**Record list:**
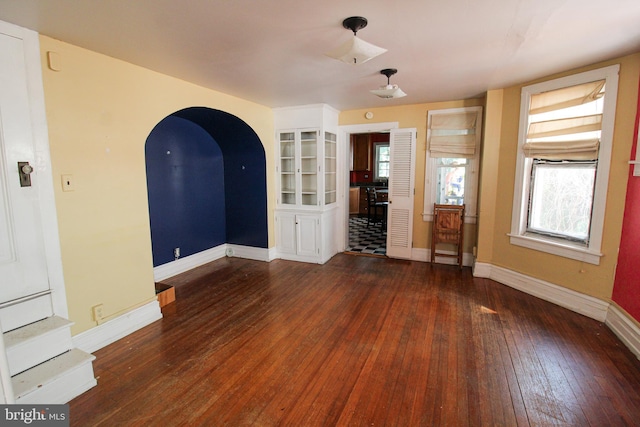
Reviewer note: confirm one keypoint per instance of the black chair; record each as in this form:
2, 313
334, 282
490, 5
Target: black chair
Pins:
376, 210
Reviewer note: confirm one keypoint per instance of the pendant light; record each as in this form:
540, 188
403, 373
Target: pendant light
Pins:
389, 90
355, 50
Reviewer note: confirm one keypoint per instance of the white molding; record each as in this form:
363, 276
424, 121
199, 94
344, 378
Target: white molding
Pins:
181, 265
249, 252
586, 305
623, 325
112, 330
557, 248
190, 262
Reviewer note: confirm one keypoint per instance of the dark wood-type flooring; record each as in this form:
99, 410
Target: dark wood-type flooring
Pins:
360, 341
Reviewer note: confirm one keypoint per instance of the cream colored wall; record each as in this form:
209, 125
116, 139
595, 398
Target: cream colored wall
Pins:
594, 280
415, 116
100, 111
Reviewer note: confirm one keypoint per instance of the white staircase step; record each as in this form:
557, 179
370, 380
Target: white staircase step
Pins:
38, 342
55, 381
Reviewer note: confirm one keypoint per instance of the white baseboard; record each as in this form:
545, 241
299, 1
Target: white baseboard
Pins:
112, 330
586, 305
249, 252
181, 265
623, 325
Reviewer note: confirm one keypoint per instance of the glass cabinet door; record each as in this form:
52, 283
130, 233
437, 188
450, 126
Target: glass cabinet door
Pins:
330, 150
287, 168
309, 167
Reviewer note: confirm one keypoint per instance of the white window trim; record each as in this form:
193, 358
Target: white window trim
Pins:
471, 185
518, 235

**Given exercise:** Render every line of the listing above as a Markdown table with the columns "Row" and "Text," numbering the rows in order and skipping blank lines. Omit the pictures.

**Output for this task:**
| Row | Text |
|---|---|
| 1 | Reviewer note: confirm one keypoint per instance of the black chair; record each as in this form: |
| 2 | 2, 313 |
| 3 | 334, 282 |
| 4 | 490, 5 |
| 5 | Target: black chair |
| 6 | Pins: |
| 7 | 376, 210 |
| 8 | Reviewer note: confirm one keypoint per instance of the pendant light; record each as in this form: |
| 9 | 540, 188 |
| 10 | 403, 373 |
| 11 | Target: pendant light |
| 12 | Pins: |
| 13 | 389, 90 |
| 14 | 355, 50 |
| 15 | Reviewer note: confirm one keypoint per instance of the white molding; record each as in this form: |
| 16 | 363, 276 |
| 17 | 424, 121 |
| 18 | 199, 94 |
| 19 | 344, 378 |
| 20 | Target: white molding |
| 21 | Pins: |
| 22 | 181, 265 |
| 23 | 249, 252 |
| 24 | 586, 305 |
| 25 | 623, 325 |
| 26 | 112, 330 |
| 27 | 557, 248 |
| 28 | 190, 262 |
| 29 | Reviewer note: confirm one keypoint per instance of the dark wood-type flooring; record each as in this form: |
| 30 | 99, 410 |
| 31 | Target: dark wood-type flooring |
| 32 | Pins: |
| 33 | 360, 341 |
| 34 | Reviewer note: confirm one keypoint per instance of the cream colored wall; record each as in this form: |
| 35 | 209, 125 |
| 36 | 116, 139 |
| 37 | 595, 398 |
| 38 | Target: cream colored wall |
| 39 | Pins: |
| 40 | 594, 280 |
| 41 | 415, 116 |
| 42 | 100, 111 |
| 43 | Reviewer note: confirm one keypoint per instance of the white staircase step; record each as in this form: |
| 44 | 557, 179 |
| 45 | 370, 380 |
| 46 | Target: white staircase step |
| 47 | Pins: |
| 48 | 38, 342 |
| 49 | 55, 381 |
| 50 | Reviewer note: confirm one keypoint per instance of the white baseboard; record each as in this form: |
| 51 | 545, 241 |
| 52 | 299, 1 |
| 53 | Target: white baseboard |
| 54 | Pins: |
| 55 | 112, 330 |
| 56 | 586, 305 |
| 57 | 249, 252 |
| 58 | 181, 265 |
| 59 | 623, 325 |
| 60 | Reviewer note: confirm one keypoint per instance of the glass cabinet door; record each as in this form: |
| 61 | 52, 283 |
| 62 | 130, 233 |
| 63 | 437, 188 |
| 64 | 450, 126 |
| 65 | Target: glass cabinet door |
| 66 | Pins: |
| 67 | 330, 150 |
| 68 | 287, 168 |
| 69 | 309, 167 |
| 70 | Reviewer note: confirm one keypoint per instance of the white window trim; record each as in this form: |
| 71 | 193, 358 |
| 72 | Target: white window trim |
| 73 | Pins: |
| 74 | 471, 185 |
| 75 | 518, 235 |